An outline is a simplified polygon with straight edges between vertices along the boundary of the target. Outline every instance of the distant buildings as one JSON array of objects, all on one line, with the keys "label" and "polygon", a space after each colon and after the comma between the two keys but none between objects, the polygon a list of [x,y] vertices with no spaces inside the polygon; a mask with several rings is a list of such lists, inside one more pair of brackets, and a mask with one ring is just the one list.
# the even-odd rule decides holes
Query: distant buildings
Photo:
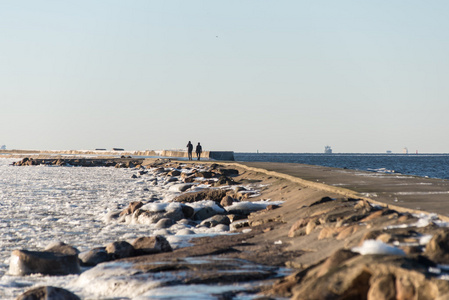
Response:
[{"label": "distant buildings", "polygon": [[6,145],[2,145],[2,146],[0,147],[0,150],[6,150]]},{"label": "distant buildings", "polygon": [[324,147],[324,153],[325,153],[325,154],[332,154],[332,148],[331,148],[331,146],[325,146],[325,147]]}]

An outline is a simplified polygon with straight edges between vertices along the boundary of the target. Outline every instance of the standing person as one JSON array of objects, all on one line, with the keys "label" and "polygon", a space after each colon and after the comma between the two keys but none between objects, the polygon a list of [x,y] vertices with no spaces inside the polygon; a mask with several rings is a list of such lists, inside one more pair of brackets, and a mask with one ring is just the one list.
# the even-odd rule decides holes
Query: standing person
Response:
[{"label": "standing person", "polygon": [[189,155],[189,160],[193,160],[192,159],[192,151],[193,151],[193,145],[192,143],[189,141],[189,143],[187,144],[187,153]]},{"label": "standing person", "polygon": [[201,147],[200,143],[198,142],[198,145],[196,145],[196,157],[198,157],[198,160],[200,160],[201,152],[203,152],[203,148]]}]

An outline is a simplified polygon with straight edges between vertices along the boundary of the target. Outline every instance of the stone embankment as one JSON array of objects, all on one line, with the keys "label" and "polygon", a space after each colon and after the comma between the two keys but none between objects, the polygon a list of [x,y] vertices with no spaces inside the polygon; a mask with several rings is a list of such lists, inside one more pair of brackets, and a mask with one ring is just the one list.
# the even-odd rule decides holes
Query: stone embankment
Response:
[{"label": "stone embankment", "polygon": [[[142,218],[160,222],[166,228],[179,222],[229,226],[239,234],[196,238],[192,246],[173,251],[158,236],[145,237],[152,244],[140,248],[137,241],[129,245],[117,241],[114,246],[92,249],[91,256],[78,254],[80,263],[96,265],[120,259],[139,270],[136,275],[122,275],[126,282],[141,274],[159,278],[169,273],[174,279],[164,282],[166,286],[258,282],[246,292],[258,293],[265,299],[449,299],[449,270],[445,267],[449,265],[449,229],[438,215],[398,211],[366,198],[347,197],[338,189],[320,189],[243,165],[205,166],[208,170],[199,175],[186,162],[159,160],[141,165],[136,172],[163,172],[172,182],[183,185],[185,190],[174,199],[178,209],[155,215],[142,209],[141,203],[130,203],[112,217],[125,222]],[[192,172],[182,172],[186,167]],[[210,188],[189,192],[188,185],[199,176],[209,177]],[[236,188],[254,183],[262,184],[259,194],[250,195]],[[204,199],[215,201],[224,213],[206,209],[198,215],[198,211],[189,209],[192,203]],[[283,204],[257,211],[226,210],[234,202],[261,199]],[[155,246],[158,241],[160,246]],[[64,255],[76,252],[67,250],[67,245],[58,247],[62,248],[53,248],[52,255],[62,255],[60,249],[65,249]],[[47,257],[48,251],[32,254]],[[20,258],[26,254],[24,250],[13,252],[18,259],[12,261],[22,261]],[[87,263],[86,257],[94,258]],[[201,260],[194,260],[198,258]],[[19,266],[18,274],[28,268]],[[81,276],[94,278],[94,270],[106,266],[98,264]],[[276,279],[285,267],[290,275]],[[11,268],[15,270],[15,266]],[[241,292],[230,290],[217,298],[232,299]]]},{"label": "stone embankment", "polygon": [[[187,158],[187,151],[183,150],[145,150],[145,151],[125,151],[125,150],[0,150],[2,157],[30,157],[30,156],[140,156],[140,157],[168,157]],[[234,160],[233,151],[203,151],[202,159],[211,160]]]}]

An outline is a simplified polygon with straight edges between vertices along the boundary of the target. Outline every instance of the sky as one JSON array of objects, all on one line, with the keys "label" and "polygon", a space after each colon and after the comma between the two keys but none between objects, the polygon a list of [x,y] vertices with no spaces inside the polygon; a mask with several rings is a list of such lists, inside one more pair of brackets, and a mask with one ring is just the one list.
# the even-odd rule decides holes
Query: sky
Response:
[{"label": "sky", "polygon": [[449,153],[445,0],[0,0],[8,149]]}]

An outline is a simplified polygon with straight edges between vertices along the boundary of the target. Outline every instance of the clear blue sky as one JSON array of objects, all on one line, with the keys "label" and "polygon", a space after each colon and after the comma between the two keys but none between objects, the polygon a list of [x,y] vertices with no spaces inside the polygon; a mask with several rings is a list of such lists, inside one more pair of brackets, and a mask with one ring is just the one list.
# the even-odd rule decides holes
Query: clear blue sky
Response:
[{"label": "clear blue sky", "polygon": [[449,152],[449,2],[1,1],[9,149]]}]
* * *
_Assigned task_:
Find the line containing "of the clear" in the data above. Please transcribe it and every line after it, exactly.

_Solution for this problem_:
An outline is a simplified polygon with straight edges between vertices along the boundary of the target. Outline every instance of the clear blue sky as one JSON array of objects, all on one line, with the keys "label" and "polygon", a space after each colon and after the comma between the two keys but none between objects, the polygon a list of [x,y] vertices with no spaces inside the polygon; a mask with several rings is a list of such lists, inside one more pair of brackets, and a mask with one ring is just the one list.
# the even-odd rule decides holes
Query: clear blue sky
Response:
[{"label": "clear blue sky", "polygon": [[449,152],[449,2],[1,1],[9,149]]}]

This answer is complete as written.